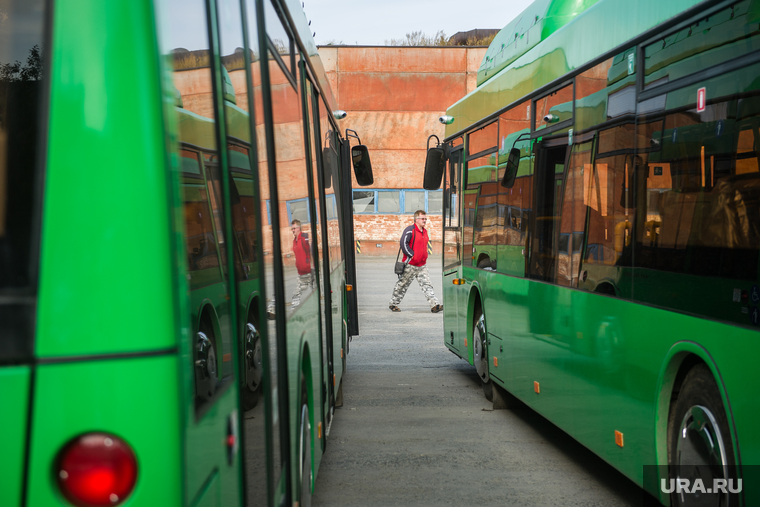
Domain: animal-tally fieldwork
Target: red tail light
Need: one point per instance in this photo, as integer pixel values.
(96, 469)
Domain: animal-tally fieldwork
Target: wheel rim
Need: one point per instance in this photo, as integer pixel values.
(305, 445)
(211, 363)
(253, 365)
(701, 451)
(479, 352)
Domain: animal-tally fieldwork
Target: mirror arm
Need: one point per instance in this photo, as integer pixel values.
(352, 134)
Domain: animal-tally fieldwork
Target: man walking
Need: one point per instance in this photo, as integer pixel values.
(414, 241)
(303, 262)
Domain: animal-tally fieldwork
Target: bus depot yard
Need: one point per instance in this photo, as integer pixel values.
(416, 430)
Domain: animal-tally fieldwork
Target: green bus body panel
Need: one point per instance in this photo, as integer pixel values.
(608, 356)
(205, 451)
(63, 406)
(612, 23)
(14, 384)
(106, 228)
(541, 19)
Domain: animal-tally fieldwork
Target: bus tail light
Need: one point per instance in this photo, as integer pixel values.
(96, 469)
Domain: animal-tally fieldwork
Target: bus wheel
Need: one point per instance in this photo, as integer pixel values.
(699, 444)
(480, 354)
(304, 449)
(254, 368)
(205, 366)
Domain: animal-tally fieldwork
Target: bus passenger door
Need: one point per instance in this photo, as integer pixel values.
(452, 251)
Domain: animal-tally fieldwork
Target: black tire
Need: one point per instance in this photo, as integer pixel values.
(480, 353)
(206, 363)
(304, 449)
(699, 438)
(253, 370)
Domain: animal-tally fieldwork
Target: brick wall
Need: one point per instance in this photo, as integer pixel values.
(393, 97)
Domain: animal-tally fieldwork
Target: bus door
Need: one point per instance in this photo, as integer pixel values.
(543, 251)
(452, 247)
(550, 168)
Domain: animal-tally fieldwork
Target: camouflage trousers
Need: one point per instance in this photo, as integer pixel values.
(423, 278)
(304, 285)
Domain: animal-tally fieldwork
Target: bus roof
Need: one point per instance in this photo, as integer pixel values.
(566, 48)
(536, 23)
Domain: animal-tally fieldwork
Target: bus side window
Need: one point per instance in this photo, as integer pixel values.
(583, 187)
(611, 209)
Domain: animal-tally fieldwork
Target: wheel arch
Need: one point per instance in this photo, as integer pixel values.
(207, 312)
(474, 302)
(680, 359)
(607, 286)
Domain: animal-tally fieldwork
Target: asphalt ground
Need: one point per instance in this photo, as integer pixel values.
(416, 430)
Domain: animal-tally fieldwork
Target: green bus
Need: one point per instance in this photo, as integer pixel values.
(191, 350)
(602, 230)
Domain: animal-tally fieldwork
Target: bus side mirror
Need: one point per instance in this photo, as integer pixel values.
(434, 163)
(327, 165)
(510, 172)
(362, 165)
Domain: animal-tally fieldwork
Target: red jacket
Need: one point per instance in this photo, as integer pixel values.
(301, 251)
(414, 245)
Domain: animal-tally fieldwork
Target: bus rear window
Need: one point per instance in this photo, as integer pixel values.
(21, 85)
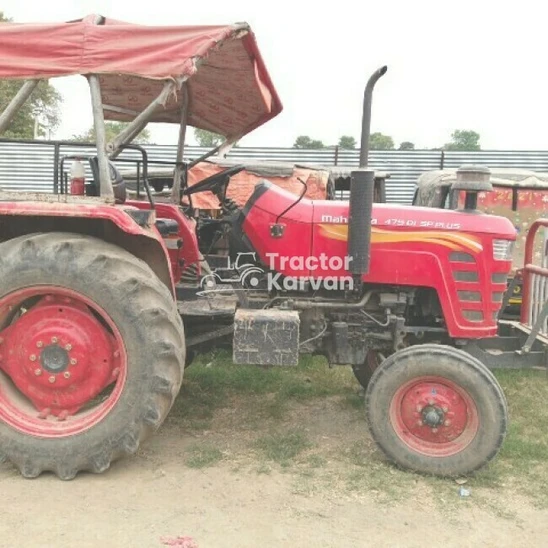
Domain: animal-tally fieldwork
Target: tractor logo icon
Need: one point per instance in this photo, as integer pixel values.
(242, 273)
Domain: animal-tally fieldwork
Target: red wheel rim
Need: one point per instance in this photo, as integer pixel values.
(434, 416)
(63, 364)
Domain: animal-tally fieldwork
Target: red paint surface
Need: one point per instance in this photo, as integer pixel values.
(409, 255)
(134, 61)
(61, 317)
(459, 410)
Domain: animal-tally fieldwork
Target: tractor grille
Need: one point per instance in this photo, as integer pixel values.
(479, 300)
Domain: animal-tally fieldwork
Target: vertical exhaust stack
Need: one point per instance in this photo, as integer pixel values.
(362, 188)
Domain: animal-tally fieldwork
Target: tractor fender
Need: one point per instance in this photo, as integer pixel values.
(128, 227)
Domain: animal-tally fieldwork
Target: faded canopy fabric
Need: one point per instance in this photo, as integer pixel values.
--------------------------------------------------
Repeat each record exactly, with the pictures left out.

§ Exercise solution:
Domain: animal-tally fieldwork
Target: red tail light
Need: one point per instance in this photo, as integer pixel values.
(96, 469)
Domain: animal-tally fieldwork
Target: wheel rim
Need: one point per instance in this photo, as integer pixel values.
(305, 445)
(211, 363)
(253, 365)
(701, 451)
(479, 352)
Domain: animal-tally fieldwork
Target: mirror arm
Need: one point per instance in this photo, as integer pixel values.
(352, 134)
Domain: animal-tally fieldwork
Target: man walking
Need: one point per instance in this photo, as integer pixel values.
(414, 241)
(303, 262)
Domain: animal-tally fieldwork
Target: bus depot yard
Need: one point per instance in this photo, as integer pixel values.
(416, 430)
Domain: animal-tally fieldwork
Target: green bus body panel
Need: one point per instance in this photo, as integer pixel values.
(608, 356)
(205, 451)
(63, 406)
(612, 23)
(14, 384)
(106, 228)
(541, 19)
Domain: animal-tally fieldwork
Target: bus tail light
Need: one point per instance in this photo, as integer pixel values.
(96, 469)
Domain: animal-tally fieldwork
Target: bus wheel
Need: one point per instance in this photo, as integer pixel values.
(699, 444)
(480, 354)
(304, 449)
(254, 368)
(205, 366)
Domain: animal-tally fieldwork
Target: bus passenger door
Need: one point per instance in this photo, as integer pixel values.
(452, 251)
Domain: animal-tally fieldwork
Target: black tire
Need: one point per instance in this photo, as integer pixel values.
(480, 353)
(206, 363)
(304, 449)
(699, 438)
(253, 370)
Domain: animal-tally fieldwork
Target: brick wall
Need: one point per instance in this photo, as integer pixel values.
(393, 97)
Domain: animal-tally fieldwork
Target: bus door
Need: one point per instance in this photo, as integer pixel values.
(543, 251)
(452, 247)
(550, 168)
Domain: animal-tally fieldwork
Target: camouflage trousers
Need: one point per instance in this photo, as integer pixel values.
(423, 278)
(304, 285)
Domain: animal-tally fieldwork
Target: bus roof
Need: one point per instance in this photo, as integer pixel values.
(566, 48)
(536, 23)
Domain: animal-tally fieldwork
Target: bus side window
Need: one point per instance in this photo, as integer pixel values.
(583, 187)
(611, 209)
Domain: animal-tally fieldwork
Target: wheel arch
Need: one point per instance in this photo, as integer pixel values.
(207, 312)
(474, 302)
(680, 359)
(607, 286)
Domain: animal-tally fieldwork
Target: asphalt ground
Need: one point per instance in this photo, as integer pixel values.
(416, 430)
Domain: animal-tally fieldwork
Target: green bus
Need: one point per instance in this photo, as integer pixel values.
(191, 350)
(602, 230)
Domain: animal-tally fieldwork
Target: bus side mirror
Need: one point per instance in this photo, as integer pixel values.
(434, 163)
(327, 165)
(510, 172)
(362, 165)
Domain: animal-tally fieldwork
Target: red jacket
Need: one point per instance in this photo, as integer pixel values.
(301, 251)
(414, 245)
Domain: animal-tally fieldwork
Target: bus rear window
Need: one point per instance in this photo, as integer pixel values.
(21, 85)
Domain: animal-tally fieldwork
Target: tractor logo icon
Need: one point per instance in this photo, as integer pixel values.
(242, 273)
Domain: animal-tally fieldwork
Target: red wheel rim
Need: one point per instance in this photo, as integer pixel values.
(434, 416)
(63, 364)
Domain: animal-tally fieldwork
Target: red paint surface
Need: one point per instance in this photo, as integer pixel values.
(409, 255)
(134, 61)
(61, 317)
(459, 410)
Domain: animal-tally fieldwork
Target: tractor grille
Need: one point per instance in this photo, as integer pixel values.
(479, 300)
Domain: animal-tally fieldwork
Target: vertical exhaust stack
Need: one point per instance in this photo, as integer pixel values.
(362, 188)
Domain: animal-tally fieldwork
Target: tractor fender
Need: one point per instance in this photo, as integer pixel values.
(128, 227)
Domain: animal-tally fieldwork
Target: faded canopy fabric
Need: one point per instance in this photo, as integer pixel values.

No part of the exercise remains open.